» **SELECTION**:
▬▬▬▬▬▬

# Hog cull clip



## Kelly Johnson

This guy's pretty handy with the rifle.


----------



## deputy865

Pretty cool..

Though i think they saw 'Black Hawk Down' one to many times :lol:

Shane


----------



## sundaytrucker

Anti ammo...


----------



## PaleRider

Nice shooting did you notice the laser. This invasive species is getting more expensive to deal with but considering the damage they do this is one way to eliminate them.


----------



## Kelly Johnson

sundaytrucker said:


> Anti ammo...


Everything I do and everything I stand for is.
This is NOT a hunt (hence the sound off location)


----------



## GrizzlyBear

Wow is all I can say. It doesn't sound like they used all that meat but I understand where the farmers are coming from. A shame they can't mark those pigs with a GPS and retrieve them later. Could have fed a hell of a lot of people with all that pork.


----------



## plugger

If those guys did deer I think my bil would hire them!


----------



## GIDEON

Kelly Johnson said:


> Everything I do and everything I stand for is.
> This is NOT a hunt (hence the sound off location)


, Defiantly not a hunt, actually kind of disgusting. watched about 30 sec.s worth.


----------



## Ozzman

Man thats a lot of bacon they walloped.

Them pigs acted like they had been shot at before, kinda like deer along the roads in Canada (or the UP)!

Hope them farmers went and recovered the animals they could as that would supply a whole lot of soup kitchens!


----------



## Little Roober

GrizzlyBear said:


> Wow is all I can say. It doesn't sound like they used all that meat but I understand where the farmers are coming from. A shame they can't mark those pigs with a GPS and retrieve them later. Could have fed a hell of a lot of people with all that pork.


After they shoot some of the single pigs you can tell they were slowing down to land. I could only guess it's to pick them up.


----------



## Banditto

wow I would take any one of those hogs... yummy yummy


----------



## UNREEL

GIDEON said:


> , Defiantly not a hunt, actually kind of disgusting. watched about 30 sec.s worth.


 
It's downright hysterical.

Can't believe these guys can hold the camera still let alone shoot, I'm still laughing just typing this.


----------



## sundaytrucker

Lots of wounded animals. No finishing shots that I saw. No mention of feeding anyone with the 1000s of lbs. of meat. Lots of "locavores" and disadvantaged people could put it to use. I call Bravo Sierra...

▬▬▬▬▬▬

» **DATA SHOWN**:
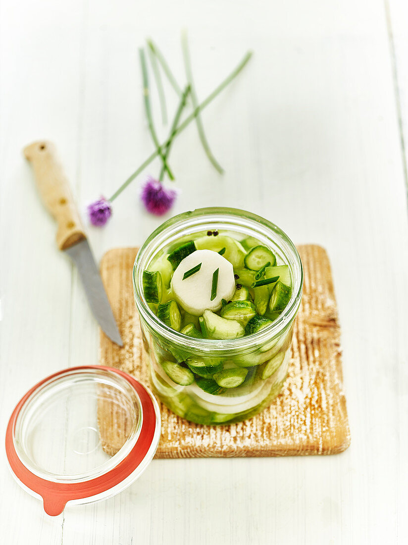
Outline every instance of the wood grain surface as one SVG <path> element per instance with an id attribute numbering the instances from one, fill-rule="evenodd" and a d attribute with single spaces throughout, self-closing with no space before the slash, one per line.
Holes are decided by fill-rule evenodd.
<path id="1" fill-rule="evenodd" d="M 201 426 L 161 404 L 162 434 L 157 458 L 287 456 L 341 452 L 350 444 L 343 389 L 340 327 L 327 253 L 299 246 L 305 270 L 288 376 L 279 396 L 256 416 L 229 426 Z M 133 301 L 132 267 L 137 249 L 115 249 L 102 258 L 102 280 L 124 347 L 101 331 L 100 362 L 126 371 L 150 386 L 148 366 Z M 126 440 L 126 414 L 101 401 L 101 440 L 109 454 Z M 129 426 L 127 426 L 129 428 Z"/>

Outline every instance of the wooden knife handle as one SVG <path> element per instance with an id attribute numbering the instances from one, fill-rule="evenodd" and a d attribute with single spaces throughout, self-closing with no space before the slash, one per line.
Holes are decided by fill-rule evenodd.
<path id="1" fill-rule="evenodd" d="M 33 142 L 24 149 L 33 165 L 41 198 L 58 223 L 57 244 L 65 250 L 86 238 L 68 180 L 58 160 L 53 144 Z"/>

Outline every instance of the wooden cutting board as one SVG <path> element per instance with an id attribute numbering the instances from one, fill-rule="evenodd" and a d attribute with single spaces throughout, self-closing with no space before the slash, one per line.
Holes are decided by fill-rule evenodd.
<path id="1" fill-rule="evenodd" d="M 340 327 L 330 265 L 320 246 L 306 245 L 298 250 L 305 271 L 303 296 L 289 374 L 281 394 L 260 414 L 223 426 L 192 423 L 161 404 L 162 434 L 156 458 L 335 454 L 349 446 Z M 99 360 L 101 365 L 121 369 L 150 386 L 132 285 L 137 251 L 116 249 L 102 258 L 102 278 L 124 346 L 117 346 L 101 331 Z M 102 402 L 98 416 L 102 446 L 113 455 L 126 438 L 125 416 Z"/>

▬▬▬▬▬▬

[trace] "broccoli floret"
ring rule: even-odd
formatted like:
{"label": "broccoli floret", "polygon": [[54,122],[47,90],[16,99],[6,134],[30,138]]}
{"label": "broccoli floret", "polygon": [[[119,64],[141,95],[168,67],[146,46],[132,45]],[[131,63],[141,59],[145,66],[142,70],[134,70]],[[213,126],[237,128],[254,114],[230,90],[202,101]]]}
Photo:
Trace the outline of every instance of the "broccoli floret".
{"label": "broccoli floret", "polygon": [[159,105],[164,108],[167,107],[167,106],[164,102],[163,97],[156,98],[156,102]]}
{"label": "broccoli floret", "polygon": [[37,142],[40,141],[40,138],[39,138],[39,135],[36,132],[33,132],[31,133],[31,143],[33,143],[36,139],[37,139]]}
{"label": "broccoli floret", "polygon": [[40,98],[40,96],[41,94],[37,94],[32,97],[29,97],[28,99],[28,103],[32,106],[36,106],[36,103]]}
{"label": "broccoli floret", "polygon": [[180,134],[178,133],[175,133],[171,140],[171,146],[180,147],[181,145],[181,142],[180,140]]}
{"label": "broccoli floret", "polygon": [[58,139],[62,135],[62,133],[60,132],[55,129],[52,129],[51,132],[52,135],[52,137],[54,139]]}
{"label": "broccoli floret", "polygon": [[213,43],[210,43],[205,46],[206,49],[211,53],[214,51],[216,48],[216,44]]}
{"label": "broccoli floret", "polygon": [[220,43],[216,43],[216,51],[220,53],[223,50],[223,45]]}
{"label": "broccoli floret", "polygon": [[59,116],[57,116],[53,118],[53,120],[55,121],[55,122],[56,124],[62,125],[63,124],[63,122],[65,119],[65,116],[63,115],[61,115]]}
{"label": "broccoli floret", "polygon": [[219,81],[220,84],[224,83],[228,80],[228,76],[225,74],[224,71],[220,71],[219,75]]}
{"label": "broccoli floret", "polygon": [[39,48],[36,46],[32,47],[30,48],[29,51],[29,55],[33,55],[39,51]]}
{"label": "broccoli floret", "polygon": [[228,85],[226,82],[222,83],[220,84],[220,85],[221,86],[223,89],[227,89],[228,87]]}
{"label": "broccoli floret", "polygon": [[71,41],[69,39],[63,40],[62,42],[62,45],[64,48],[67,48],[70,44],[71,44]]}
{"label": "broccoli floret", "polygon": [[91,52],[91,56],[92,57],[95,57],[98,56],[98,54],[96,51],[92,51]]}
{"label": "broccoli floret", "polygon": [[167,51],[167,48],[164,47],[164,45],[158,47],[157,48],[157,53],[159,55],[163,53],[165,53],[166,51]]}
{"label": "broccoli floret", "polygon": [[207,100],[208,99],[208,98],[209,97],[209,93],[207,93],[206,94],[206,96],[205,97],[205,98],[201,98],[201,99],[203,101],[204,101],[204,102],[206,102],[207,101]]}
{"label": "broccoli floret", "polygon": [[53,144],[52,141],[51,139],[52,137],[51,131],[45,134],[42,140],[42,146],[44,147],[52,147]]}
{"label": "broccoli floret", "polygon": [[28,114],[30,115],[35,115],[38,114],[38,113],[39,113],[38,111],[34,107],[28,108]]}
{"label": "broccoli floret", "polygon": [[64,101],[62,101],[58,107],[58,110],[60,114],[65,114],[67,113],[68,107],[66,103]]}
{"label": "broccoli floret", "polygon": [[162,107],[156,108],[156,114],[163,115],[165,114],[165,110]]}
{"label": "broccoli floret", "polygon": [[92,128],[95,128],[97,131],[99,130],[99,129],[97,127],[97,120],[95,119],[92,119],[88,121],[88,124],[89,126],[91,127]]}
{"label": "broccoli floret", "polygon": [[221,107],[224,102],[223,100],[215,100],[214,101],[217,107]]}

▬▬▬▬▬▬

» **EXERCISE DETAILS**: Retype the part of the hog cull thread starting with "## Little Roober" and going on through "pick them up.", matching it character for character.

» **REPLY TO THE TASK**:
## Little Roober

GrizzlyBear said:


> Wow is all I can say. It doesn't sound like they used all that meat but I understand where the farmers are coming from. A shame they can't mark those pigs with a GPS and retrieve them later. Could have fed a hell of a lot of people with all that pork.


After they shoot some of the single pigs you can tell they were slowing down to land. I could only guess it's to pick them up.